● **What you are asked to do**
Please continue the passage on Bai Juyi below, picking up right after its last sentence.

● **Source extract**
^^^^^^^^^^^^^^^^

Chinese poet of the Tang dynasty (772-846)

Bai Juyi (also Bo Juyi or Po Chü-i; 白居易, Mandarin pinyin Bái Jūyì; 772-846), courtesy name Letian (樂天), was a Chinese musician, poet, and politician during the Tang dynasty. Many of his poems concern his career or observations made about everyday life, including as governor of three different provinces. He achieved fame as a writer of verse in a low-key, near vernacular style that was popular throughout medieval East Asia.

Bai was also influential in the historical development of Japanese literature, where he is better known by the on'yomi reading of his courtesy name, Haku Rakuten (shinjitai: 白楽天). His younger brother Bai Xingjian was a short story writer.

Among his most famous works are the long narrative poems "Chang Hen Ge" ("Song of Everlasting Sorrow"), which tells the story of Yang Guifei, and "Pipa xing" ("Song of the Pipa").

==Life==
Bai Juyi lived during the Middle Tang period. This was a period of rebuilding and recovery for the Tang Empire, following the An Lushan Rebellion, and following the poetically flourishing era famous for Li Bai (701－762), Wang Wei (701－761), and Du Fu (712－770). Bai Juyi lived through the reigns of eight or nine emperors, being born in the Dali regnal era (766-779) of Emperor Daizong of Tang. He had a long and successful career both as a government official and a poet, although these two facets of his career seemed to have come in conflict with each other at certain points. Bai Juyi was also a devoted Chan Buddhist.

^^^^^^^^^^^^^^^^

● **Stored data**
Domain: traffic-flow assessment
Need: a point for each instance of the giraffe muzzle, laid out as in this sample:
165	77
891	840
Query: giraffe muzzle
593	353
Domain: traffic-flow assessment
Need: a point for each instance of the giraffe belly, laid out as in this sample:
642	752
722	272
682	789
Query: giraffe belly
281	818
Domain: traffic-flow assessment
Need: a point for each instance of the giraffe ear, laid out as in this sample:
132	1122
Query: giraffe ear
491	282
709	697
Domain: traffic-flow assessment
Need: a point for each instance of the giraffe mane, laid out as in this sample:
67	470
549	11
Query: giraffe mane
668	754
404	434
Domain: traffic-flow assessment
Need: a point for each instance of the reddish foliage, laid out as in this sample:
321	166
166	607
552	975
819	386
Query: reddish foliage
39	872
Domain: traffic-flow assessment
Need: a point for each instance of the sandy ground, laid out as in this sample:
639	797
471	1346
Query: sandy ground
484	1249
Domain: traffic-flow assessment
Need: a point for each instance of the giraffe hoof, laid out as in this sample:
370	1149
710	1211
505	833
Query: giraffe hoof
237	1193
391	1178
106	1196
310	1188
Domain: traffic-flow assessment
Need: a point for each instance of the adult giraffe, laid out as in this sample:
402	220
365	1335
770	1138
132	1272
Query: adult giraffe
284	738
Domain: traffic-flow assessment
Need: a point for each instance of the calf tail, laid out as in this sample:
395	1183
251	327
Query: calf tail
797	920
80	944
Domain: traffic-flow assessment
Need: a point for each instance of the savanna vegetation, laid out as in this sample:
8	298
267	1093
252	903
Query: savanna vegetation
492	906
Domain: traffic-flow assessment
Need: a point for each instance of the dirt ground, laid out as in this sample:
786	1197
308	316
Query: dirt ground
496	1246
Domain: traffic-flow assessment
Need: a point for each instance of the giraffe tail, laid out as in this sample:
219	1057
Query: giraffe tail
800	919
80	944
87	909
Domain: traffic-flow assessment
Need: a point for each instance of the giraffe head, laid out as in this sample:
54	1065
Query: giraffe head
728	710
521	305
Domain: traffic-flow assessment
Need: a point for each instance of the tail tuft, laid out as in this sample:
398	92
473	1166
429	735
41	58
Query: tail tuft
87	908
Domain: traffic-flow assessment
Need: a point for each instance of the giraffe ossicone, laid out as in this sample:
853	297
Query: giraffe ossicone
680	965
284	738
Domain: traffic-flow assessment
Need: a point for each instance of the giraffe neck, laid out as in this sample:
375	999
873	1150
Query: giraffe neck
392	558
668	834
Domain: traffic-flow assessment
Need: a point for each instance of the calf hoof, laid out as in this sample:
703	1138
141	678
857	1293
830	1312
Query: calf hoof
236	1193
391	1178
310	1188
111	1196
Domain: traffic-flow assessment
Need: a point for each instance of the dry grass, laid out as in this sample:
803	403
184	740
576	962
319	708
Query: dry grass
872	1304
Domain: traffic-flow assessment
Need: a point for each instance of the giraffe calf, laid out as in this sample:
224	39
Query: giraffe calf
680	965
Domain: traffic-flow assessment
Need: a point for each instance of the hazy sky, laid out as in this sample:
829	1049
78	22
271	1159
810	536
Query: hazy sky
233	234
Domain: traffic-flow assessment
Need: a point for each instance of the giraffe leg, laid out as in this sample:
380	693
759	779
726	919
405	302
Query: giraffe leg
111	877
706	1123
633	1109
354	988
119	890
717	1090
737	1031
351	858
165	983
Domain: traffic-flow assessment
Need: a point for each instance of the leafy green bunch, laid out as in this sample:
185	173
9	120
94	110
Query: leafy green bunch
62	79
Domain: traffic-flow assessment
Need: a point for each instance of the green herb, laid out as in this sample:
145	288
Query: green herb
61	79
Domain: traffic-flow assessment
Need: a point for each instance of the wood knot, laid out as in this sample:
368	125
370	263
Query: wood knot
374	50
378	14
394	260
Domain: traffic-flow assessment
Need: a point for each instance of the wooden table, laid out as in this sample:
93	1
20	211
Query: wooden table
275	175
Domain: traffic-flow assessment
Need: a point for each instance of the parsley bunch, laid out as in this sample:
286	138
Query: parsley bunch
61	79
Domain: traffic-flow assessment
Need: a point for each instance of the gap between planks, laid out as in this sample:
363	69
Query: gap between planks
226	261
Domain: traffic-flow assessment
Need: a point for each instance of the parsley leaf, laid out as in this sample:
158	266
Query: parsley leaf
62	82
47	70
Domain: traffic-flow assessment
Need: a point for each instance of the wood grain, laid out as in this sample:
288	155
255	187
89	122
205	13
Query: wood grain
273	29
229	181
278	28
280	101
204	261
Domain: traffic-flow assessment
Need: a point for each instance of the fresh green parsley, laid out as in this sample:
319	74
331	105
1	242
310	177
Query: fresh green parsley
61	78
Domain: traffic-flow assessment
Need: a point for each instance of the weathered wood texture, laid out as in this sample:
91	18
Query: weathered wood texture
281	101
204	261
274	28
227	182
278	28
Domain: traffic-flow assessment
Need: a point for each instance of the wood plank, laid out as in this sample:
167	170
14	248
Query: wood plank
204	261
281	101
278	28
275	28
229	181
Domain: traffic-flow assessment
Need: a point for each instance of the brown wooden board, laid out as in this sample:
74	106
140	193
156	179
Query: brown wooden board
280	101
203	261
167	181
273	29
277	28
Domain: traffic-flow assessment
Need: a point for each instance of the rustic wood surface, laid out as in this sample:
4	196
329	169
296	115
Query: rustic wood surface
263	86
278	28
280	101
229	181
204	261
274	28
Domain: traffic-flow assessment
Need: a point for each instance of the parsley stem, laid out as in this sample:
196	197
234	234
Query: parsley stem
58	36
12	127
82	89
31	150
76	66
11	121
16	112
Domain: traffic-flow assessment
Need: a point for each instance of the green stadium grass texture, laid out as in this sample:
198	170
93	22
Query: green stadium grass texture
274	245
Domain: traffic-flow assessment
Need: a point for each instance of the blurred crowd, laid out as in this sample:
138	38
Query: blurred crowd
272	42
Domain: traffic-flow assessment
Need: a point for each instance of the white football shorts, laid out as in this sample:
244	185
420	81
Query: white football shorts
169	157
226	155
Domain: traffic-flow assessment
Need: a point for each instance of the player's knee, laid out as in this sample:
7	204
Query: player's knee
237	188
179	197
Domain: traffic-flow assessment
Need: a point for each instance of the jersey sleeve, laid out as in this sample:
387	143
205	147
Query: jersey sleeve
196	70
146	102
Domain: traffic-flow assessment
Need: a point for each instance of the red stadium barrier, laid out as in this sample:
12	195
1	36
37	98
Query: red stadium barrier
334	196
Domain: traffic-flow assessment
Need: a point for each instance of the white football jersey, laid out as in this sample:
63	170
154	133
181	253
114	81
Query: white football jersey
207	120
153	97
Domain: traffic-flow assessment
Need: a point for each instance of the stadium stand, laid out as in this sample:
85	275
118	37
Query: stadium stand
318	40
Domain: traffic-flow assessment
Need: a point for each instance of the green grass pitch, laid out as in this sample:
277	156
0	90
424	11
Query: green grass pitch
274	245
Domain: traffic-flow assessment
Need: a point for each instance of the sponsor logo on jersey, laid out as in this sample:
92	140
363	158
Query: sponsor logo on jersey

^^^^^^^^^^^^^^^^

● **Your response**
===Birth and childhood===
Bai Juyi was born in 772 in Taiyuan, Shanxi, which was then located a few miles from the modern city, although he was in Zhengyang, Henan for most of his childhood. His family was poor but scholarly, his father being an Assistant Department Magistrate of the second-class. At the age of ten he was sent away from his family to avoid a war that broke out in the north of China. He went to live with relatives in the area known as Jiangnan, more specifically Xuzhou. His father's death in 794 led to a period of hard times for the family.

===Early career===
Bai Juyi's education was delayed by seven years due to his father's death. He passed the jinshi examinations in 800. Bai Juyi may have taken up residence in the western capital city of Chang'an in 801. Not long after this, he formed a long friendship with a scholar Yuan Zhen. 806, the first full year of the reign of Emperor Xianzong of Tang, was the year when Bai Juyi was appointed to a minor post as a government official, at Zhouzhi, which was not far from Chang'an (and also in Shaanxi province). He was made a member (scholar) of the Hanlin Academy, in 807, and Reminder of the Left from 807 until 815, except when in 811 his mother died, and he spent the traditional three-year mourning period again along the Wei River, before returning to court in the winter of 814, where he held the title of Assistant Secretary to the Prince's Tutor. It was not a high-ranking position, but nevertheless one which he was soon to lose.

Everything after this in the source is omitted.